■ **What is being asked**
Rewrite the rows as a numbered list, starting with the row containing "I need to know—whereabouts is the brown" and continuing through the row containing "[173,27,280,147]", both included, and leave out any blank lines.

■ **Supplied data**
○ ○ ○ ○ ○ ○ ○
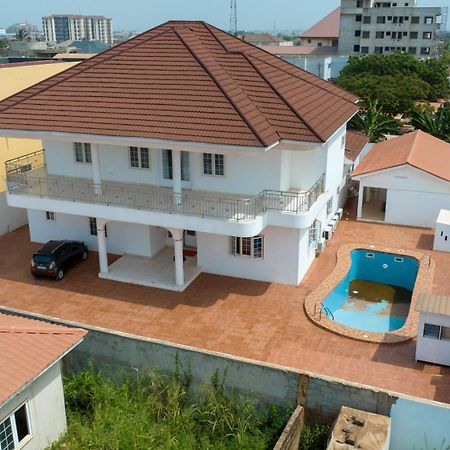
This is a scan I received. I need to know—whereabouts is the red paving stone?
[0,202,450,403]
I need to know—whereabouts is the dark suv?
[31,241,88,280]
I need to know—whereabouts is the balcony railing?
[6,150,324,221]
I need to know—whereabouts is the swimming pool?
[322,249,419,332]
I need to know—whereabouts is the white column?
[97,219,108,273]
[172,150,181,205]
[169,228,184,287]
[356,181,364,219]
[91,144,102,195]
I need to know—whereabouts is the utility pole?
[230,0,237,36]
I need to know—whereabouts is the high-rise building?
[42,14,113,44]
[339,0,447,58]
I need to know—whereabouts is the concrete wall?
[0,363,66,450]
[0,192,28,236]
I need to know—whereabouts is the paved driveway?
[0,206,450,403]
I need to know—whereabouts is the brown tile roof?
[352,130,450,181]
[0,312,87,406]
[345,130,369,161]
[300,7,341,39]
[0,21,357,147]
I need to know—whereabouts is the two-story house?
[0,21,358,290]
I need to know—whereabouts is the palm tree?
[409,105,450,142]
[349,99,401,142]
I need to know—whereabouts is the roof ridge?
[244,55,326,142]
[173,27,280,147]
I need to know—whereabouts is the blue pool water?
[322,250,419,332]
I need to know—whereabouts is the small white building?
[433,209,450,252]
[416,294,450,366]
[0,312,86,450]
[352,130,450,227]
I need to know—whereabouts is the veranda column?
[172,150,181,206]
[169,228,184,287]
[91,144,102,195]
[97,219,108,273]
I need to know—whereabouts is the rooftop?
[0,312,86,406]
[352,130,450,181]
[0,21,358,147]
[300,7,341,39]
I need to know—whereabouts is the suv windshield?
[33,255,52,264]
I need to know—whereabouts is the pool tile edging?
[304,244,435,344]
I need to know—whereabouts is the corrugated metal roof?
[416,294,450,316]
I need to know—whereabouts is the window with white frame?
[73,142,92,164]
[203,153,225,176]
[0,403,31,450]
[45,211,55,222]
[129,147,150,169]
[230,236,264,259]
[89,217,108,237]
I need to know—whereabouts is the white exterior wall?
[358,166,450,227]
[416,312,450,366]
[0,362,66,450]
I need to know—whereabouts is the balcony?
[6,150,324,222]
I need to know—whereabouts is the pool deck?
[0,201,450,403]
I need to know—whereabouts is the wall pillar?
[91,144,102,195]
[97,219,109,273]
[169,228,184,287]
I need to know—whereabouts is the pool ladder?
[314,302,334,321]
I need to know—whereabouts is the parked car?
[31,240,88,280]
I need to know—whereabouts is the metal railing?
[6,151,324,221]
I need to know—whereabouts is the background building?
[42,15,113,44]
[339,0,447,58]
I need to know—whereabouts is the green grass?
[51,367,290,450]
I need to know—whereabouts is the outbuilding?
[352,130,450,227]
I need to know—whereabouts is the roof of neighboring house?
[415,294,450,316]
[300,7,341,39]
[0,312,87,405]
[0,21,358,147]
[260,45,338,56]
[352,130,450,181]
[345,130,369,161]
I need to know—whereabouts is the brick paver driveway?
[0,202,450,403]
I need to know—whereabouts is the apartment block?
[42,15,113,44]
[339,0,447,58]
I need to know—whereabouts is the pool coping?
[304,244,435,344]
○ ○ ○ ○ ○ ○ ○
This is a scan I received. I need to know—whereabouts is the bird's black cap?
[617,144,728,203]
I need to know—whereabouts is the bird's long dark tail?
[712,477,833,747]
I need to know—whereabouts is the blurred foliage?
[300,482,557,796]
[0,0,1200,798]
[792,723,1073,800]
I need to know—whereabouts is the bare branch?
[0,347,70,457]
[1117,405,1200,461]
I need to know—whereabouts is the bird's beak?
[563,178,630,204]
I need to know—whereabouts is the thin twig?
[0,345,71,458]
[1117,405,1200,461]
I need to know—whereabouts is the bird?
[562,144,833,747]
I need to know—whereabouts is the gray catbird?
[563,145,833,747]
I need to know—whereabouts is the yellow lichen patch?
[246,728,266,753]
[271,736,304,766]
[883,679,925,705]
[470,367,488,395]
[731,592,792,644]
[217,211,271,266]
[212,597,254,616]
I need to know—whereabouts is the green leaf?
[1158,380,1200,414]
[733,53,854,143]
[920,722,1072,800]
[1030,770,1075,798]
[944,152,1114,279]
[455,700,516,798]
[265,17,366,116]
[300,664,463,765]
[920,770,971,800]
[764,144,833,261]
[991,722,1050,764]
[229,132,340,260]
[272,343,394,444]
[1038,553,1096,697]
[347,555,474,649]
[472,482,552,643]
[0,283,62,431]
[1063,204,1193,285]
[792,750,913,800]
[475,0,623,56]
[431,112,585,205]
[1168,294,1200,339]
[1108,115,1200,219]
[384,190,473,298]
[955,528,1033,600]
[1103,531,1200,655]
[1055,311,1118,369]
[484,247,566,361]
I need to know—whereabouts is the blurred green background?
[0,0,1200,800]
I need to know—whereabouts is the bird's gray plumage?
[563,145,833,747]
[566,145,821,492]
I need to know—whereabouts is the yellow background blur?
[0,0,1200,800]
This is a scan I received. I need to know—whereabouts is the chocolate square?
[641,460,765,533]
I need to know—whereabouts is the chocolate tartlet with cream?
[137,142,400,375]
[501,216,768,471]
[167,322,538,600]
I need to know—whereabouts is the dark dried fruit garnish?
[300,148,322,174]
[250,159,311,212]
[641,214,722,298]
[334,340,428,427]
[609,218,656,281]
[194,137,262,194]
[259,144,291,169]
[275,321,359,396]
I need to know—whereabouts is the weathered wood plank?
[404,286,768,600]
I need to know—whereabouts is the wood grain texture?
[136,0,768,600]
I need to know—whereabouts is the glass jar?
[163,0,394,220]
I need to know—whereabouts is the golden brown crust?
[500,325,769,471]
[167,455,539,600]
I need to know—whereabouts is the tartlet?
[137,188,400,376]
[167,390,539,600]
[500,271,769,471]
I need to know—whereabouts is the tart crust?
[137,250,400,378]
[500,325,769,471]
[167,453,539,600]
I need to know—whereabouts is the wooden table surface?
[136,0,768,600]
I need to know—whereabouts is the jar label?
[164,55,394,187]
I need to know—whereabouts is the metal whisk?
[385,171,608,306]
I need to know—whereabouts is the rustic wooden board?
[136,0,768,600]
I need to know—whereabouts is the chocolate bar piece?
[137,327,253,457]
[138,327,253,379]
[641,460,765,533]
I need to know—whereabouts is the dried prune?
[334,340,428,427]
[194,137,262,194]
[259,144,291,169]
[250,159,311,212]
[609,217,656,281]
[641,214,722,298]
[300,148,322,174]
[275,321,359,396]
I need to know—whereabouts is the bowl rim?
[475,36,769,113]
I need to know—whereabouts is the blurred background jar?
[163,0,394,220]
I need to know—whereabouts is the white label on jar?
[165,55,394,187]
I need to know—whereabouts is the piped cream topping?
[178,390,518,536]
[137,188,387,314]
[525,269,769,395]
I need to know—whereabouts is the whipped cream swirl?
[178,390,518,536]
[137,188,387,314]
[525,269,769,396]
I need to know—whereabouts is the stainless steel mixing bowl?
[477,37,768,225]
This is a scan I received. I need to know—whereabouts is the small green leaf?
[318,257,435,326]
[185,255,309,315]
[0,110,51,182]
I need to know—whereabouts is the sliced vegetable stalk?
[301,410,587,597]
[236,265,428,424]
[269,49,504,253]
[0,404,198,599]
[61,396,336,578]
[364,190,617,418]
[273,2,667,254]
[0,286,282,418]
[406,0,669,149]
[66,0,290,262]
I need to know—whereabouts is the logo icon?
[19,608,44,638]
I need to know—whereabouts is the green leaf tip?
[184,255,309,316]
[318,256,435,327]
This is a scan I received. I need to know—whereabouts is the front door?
○ ○ ○ ○ ○ ○ ○
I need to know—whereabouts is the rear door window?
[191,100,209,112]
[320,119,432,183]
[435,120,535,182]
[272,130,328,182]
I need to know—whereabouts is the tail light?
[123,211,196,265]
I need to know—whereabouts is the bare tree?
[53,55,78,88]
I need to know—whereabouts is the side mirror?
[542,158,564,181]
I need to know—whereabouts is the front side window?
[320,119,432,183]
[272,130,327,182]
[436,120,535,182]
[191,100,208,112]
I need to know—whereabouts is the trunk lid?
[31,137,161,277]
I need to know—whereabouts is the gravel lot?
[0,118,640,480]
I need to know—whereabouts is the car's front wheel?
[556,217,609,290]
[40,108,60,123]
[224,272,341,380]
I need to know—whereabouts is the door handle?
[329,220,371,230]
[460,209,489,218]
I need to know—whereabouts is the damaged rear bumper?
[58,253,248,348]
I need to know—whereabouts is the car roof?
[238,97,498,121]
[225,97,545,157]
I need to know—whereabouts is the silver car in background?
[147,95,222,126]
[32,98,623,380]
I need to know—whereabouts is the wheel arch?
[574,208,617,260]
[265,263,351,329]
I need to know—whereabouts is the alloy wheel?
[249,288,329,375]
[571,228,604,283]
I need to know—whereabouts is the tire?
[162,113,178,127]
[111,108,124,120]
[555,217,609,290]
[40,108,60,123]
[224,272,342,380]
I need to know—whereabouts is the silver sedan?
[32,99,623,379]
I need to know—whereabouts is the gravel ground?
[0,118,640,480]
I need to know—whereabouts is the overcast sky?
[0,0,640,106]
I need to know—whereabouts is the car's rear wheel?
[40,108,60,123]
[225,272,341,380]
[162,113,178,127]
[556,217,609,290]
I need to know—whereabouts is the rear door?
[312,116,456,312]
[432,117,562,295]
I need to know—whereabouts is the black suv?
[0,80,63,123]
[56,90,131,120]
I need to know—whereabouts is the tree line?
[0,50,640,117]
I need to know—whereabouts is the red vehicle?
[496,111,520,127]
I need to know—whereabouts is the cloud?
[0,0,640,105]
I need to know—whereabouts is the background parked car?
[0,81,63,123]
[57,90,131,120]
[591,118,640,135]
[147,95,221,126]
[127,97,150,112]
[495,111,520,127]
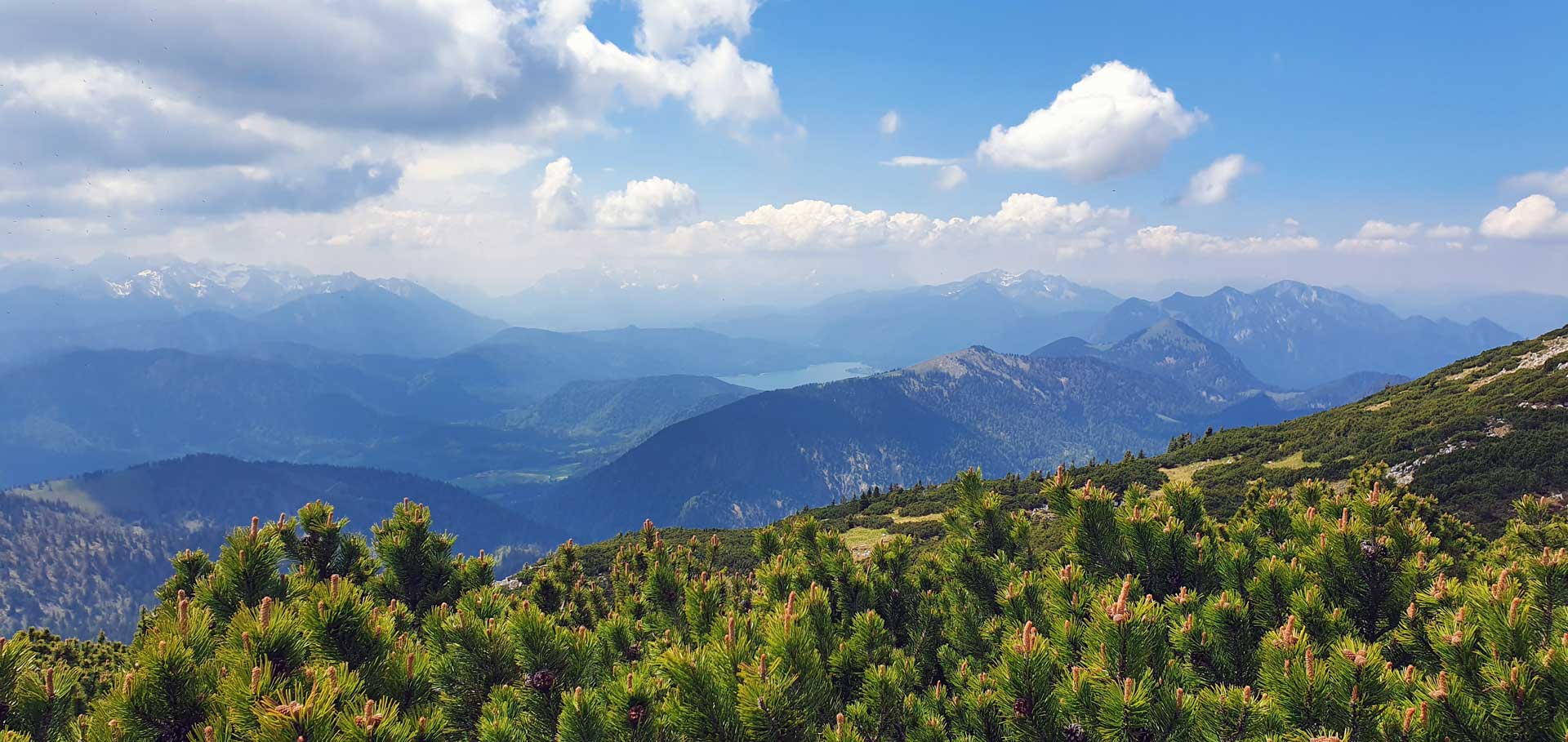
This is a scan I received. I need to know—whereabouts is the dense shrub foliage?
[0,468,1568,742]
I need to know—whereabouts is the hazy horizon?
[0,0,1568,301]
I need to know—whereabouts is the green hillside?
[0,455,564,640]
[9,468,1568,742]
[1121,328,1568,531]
○ ○ ○ ○ ○ ○ ○
■ **Result below**
1. I need to know—whereabouts is the brown tile roof?
2. [352,130,450,181]
3. [0,312,87,406]
4. [345,130,369,161]
5. [300,7,341,39]
6. [0,21,357,147]
7. I need to know—whereabouts is the two-story house?
8. [0,21,358,290]
9. I need to know—whereabouts is the palm tree?
10. [409,105,450,142]
11. [349,99,401,142]
12. I need to know—whereabouts is the roof ridge?
13. [244,55,326,142]
14. [173,27,280,147]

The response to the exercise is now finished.